How many lines in the items below contain the word "dirt"? Reply with the number only.

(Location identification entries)
--- Begin ---
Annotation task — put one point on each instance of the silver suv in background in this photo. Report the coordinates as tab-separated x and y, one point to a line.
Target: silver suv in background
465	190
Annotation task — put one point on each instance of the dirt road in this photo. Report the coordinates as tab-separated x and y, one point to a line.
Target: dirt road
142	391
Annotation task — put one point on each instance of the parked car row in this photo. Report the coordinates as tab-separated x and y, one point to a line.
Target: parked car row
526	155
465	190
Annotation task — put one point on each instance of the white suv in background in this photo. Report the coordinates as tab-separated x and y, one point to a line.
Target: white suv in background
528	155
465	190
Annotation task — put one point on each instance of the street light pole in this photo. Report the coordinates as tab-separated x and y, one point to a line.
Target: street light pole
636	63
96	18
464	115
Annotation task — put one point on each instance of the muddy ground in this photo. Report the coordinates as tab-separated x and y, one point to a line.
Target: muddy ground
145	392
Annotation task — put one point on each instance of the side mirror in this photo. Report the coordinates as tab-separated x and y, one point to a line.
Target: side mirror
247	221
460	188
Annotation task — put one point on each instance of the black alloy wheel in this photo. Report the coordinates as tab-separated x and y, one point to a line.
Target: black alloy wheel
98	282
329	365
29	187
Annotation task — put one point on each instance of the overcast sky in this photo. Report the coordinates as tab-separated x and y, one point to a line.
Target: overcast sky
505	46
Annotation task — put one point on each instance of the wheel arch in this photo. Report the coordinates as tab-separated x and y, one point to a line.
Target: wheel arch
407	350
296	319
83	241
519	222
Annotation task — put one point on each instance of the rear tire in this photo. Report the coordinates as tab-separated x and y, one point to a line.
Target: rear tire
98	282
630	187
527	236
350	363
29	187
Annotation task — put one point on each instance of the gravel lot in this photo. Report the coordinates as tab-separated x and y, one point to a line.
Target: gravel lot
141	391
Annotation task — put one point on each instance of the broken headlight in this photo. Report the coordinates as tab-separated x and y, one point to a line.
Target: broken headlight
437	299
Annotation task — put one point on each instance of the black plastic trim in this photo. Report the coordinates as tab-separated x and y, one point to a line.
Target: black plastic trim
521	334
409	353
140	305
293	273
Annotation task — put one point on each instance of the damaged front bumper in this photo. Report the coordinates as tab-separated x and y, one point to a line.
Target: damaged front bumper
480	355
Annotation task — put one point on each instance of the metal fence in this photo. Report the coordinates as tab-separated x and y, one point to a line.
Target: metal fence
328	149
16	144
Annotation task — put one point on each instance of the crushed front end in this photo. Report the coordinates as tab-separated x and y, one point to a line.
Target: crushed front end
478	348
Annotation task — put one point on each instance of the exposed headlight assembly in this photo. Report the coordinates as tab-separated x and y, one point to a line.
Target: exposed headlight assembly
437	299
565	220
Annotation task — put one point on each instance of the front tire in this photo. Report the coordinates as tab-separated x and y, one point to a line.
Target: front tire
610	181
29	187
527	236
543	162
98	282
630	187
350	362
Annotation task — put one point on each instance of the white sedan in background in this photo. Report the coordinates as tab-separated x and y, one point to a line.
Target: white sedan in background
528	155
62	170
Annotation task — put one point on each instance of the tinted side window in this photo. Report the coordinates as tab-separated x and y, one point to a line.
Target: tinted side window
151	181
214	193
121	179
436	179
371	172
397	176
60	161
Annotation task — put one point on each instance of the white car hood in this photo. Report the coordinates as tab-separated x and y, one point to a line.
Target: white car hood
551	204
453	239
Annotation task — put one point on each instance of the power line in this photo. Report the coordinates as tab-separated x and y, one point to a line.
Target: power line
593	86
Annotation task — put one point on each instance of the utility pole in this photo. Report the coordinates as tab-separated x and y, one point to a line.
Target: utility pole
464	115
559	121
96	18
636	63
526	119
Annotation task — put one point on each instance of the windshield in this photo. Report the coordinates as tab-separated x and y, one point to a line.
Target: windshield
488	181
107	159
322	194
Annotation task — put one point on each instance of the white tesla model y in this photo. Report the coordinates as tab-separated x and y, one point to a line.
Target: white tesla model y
--- End ---
--- Begin ---
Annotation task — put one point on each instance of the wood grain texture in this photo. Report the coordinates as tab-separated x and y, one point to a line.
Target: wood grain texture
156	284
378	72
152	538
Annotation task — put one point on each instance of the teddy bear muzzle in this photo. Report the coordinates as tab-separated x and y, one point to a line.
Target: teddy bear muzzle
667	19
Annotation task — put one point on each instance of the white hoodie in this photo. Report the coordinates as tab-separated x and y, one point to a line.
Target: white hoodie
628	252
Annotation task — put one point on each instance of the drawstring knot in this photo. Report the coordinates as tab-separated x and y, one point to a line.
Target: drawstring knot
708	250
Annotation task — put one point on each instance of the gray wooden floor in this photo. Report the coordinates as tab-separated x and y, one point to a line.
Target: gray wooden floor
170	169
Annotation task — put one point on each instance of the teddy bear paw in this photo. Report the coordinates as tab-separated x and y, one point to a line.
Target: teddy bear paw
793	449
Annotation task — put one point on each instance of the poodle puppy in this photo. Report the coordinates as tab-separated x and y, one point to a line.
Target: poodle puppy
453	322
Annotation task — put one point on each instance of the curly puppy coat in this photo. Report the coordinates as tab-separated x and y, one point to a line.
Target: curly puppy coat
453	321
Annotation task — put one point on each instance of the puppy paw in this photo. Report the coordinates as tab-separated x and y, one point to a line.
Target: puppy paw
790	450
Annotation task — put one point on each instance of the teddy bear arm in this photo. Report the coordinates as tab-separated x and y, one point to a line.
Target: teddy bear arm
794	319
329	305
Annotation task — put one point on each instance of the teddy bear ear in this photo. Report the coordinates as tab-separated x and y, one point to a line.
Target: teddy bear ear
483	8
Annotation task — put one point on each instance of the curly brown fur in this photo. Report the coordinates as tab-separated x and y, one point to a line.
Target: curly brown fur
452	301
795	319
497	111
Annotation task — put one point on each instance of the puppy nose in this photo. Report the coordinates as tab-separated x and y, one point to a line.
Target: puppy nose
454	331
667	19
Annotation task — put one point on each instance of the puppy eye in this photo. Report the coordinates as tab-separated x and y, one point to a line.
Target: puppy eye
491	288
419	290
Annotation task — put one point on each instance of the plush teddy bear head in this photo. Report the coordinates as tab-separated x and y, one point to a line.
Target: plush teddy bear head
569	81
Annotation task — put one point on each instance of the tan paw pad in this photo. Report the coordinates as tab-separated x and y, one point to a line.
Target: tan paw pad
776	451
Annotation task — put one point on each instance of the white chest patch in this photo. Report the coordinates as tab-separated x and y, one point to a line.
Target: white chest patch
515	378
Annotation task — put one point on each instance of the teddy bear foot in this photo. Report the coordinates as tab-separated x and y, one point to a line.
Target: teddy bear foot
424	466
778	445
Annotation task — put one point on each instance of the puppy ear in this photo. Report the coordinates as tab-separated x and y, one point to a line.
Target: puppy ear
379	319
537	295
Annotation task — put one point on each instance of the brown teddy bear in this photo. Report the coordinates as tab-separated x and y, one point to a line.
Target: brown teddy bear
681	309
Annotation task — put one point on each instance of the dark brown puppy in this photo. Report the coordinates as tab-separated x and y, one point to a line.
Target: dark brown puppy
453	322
--- End ---
--- Begin ---
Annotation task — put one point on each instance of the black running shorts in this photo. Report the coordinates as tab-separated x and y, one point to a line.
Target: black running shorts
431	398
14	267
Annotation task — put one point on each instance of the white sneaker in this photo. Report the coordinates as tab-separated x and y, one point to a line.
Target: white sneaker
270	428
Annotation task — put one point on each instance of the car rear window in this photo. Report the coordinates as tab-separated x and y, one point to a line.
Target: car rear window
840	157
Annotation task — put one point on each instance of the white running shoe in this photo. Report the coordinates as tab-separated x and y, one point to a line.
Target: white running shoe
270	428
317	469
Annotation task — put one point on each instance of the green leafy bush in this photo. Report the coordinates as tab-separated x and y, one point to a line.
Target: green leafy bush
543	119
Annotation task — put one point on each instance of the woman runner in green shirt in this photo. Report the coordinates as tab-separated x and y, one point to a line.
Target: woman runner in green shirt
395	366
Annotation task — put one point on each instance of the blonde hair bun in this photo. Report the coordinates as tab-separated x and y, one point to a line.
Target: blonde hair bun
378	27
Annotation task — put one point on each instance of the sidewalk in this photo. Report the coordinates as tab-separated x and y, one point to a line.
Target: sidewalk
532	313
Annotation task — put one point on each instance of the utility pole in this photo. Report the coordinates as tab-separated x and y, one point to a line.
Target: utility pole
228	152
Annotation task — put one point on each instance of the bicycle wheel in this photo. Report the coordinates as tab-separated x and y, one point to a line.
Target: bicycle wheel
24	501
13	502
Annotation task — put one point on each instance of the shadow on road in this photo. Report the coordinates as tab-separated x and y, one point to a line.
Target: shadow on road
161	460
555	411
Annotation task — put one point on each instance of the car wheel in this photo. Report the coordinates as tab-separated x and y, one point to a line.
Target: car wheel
--- End ---
* _EXERCISE RESULT_: 2